__Direction 1__:
Answer these questions from the Highlands tour text:
(a) Which city does the tour call the capital of the Highlands?
(b) Where did Prince Charlie land in 1745?
(c) Who commanded the Government Army?
__Direction 2__: In one to three sentences, explain why the Highlands tour text gives Culloden Battlefield special importance as a stop.

__Text block__:
From your ship sit back, relax and let Mark introduce you to Scotland as we travel past Inverness, capital of the Highlands on our way to the scene of the last pitched-battle on British soil and death-knell for the final Jacobite Rebellion in 1746.

Tour Itinerary

  • Culloden Battlefield
  • Loch Ness
  • Urquhart Castle
  • inverness-castle.jpg
  • quiraing.jpg
  • urquhart-castle.jpg
  • fort-george.jpg
  • eilean-donan.jpg

Culloden Battlefield

This is a must-see in any visit to the Highlands and we spend some time in this atmospheric place. ‘Bonnie’ Prince Charlie’s attempt to restore the Crown to the Stuart line met its end here just eight months after it started when he landed at Glenfinnan, on the west coast, in 1745.  People still refer to this uprising as ‘the ‘45’. His tired and weakened army met the Government Army commanded by the Duke of Cumberland and was quickly defeated.

__Items__:
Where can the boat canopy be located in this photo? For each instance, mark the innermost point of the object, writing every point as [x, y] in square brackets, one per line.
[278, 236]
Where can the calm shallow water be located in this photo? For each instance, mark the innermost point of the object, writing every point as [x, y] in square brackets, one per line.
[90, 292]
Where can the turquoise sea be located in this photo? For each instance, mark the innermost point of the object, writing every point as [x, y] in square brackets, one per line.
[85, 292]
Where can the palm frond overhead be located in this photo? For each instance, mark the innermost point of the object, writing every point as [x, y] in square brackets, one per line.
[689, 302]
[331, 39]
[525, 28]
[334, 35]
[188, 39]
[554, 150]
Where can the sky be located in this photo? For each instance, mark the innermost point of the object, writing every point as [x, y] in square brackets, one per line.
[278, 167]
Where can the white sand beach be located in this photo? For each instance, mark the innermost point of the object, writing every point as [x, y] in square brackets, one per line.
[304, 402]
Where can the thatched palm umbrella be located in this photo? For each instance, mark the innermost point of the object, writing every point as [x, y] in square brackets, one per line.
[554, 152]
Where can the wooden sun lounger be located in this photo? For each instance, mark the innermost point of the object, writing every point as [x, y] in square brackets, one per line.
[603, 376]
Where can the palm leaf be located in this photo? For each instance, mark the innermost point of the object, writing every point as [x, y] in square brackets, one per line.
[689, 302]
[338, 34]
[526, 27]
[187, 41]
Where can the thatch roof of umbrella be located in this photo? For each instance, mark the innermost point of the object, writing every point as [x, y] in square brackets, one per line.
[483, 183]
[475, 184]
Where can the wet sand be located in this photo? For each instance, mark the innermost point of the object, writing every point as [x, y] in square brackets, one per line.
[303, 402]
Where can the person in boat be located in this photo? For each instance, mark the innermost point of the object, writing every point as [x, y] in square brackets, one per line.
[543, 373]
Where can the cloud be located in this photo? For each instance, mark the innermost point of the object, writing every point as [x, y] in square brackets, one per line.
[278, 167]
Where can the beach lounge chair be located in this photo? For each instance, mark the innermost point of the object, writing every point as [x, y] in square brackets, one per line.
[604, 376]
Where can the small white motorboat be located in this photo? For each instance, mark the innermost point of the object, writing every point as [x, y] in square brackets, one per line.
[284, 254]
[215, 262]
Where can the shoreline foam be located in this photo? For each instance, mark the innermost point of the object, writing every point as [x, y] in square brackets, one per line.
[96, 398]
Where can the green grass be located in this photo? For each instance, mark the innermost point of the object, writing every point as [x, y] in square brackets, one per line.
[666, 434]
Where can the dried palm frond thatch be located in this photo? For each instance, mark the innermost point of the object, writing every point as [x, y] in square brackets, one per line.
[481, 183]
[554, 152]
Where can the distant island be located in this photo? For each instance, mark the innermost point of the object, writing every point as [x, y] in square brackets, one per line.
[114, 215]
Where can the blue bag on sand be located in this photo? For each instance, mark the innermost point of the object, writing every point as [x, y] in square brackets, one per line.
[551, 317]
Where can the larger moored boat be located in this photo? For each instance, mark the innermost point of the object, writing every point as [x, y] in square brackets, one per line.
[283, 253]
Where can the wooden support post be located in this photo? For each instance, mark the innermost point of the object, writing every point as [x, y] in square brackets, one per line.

__Correct answer 1__:
(a) Inverness
(b) Glenfinnan, on the west coast
(c) The Duke of Cumberland

__Correct answer 2__: Culloden was the scene of the last pitched battle on British soil and the end of the final Jacobite Rebellion in 1746. It is where Prince Charlie's attempt to restore the Crown to the Stuart line was defeated, and the text calls it a must-see in any visit to the Highlands.